'''

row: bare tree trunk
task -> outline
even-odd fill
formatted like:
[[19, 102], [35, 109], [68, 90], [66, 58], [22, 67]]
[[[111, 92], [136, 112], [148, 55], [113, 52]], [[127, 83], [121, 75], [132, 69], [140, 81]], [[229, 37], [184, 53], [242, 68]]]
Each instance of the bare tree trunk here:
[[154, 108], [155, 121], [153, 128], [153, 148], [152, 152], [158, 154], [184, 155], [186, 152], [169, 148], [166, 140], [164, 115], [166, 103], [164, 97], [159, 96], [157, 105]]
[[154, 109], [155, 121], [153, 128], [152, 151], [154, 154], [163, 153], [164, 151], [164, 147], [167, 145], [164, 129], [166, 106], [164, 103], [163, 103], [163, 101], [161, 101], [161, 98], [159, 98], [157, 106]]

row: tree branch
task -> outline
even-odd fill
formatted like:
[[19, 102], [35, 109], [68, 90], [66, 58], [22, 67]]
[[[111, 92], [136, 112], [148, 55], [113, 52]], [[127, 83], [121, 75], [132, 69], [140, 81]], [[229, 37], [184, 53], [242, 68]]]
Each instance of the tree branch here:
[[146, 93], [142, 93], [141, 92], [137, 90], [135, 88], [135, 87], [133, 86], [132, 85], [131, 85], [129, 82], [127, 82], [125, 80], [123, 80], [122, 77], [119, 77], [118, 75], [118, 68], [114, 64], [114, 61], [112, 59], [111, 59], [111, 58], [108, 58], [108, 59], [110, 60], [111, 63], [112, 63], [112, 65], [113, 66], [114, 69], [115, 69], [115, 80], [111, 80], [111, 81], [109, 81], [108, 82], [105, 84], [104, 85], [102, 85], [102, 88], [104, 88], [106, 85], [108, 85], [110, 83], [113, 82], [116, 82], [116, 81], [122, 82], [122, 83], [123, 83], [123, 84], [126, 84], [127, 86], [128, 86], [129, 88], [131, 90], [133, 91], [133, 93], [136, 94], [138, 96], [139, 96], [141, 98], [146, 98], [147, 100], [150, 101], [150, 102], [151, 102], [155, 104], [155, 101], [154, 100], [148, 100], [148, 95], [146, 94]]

'''

**STATED TASK**: Rewrite all of the entries above, replacing "even-odd fill" with "nonzero fill" and leaving everything else unchanged.

**RESULT**:
row: bare tree trunk
task -> outline
nonzero fill
formatted like:
[[19, 102], [35, 109], [68, 90], [66, 58], [22, 67]]
[[[111, 92], [136, 112], [148, 55], [113, 52]], [[127, 83], [121, 75], [132, 69], [140, 81]], [[229, 37], [184, 53], [242, 68]]]
Each instance of the bare tree trunk here:
[[154, 108], [155, 121], [153, 128], [153, 148], [152, 152], [158, 154], [184, 155], [186, 152], [169, 148], [166, 140], [164, 115], [166, 103], [164, 97], [159, 96], [157, 105]]
[[154, 109], [155, 121], [153, 128], [152, 151], [154, 154], [163, 153], [164, 151], [164, 147], [167, 145], [164, 129], [166, 106], [164, 103], [163, 103], [163, 101], [161, 101], [161, 98], [159, 98], [157, 106]]

row: tree branch
task -> outline
nonzero fill
formatted like:
[[19, 102], [35, 109], [68, 90], [66, 58], [22, 67]]
[[[111, 92], [136, 112], [148, 55], [113, 52]], [[127, 83], [121, 75], [132, 69], [140, 81]], [[229, 37], [184, 53], [242, 68]]]
Each instance of the tree branch here:
[[146, 93], [142, 93], [141, 92], [137, 90], [135, 88], [135, 87], [133, 86], [132, 85], [131, 85], [129, 82], [127, 82], [125, 80], [123, 80], [122, 77], [119, 77], [118, 75], [118, 68], [114, 64], [114, 61], [112, 59], [111, 59], [111, 58], [108, 58], [108, 59], [110, 60], [111, 63], [112, 63], [112, 65], [113, 66], [114, 69], [115, 69], [115, 80], [111, 80], [111, 81], [109, 81], [108, 82], [105, 84], [104, 85], [102, 85], [102, 88], [104, 88], [106, 85], [108, 85], [110, 83], [113, 82], [116, 82], [116, 81], [122, 82], [122, 83], [123, 83], [123, 84], [126, 84], [127, 86], [128, 86], [129, 88], [131, 90], [133, 91], [133, 93], [136, 94], [138, 96], [139, 96], [141, 98], [146, 98], [147, 100], [150, 101], [150, 102], [151, 102], [155, 104], [155, 101], [154, 100], [148, 100], [148, 95], [146, 94]]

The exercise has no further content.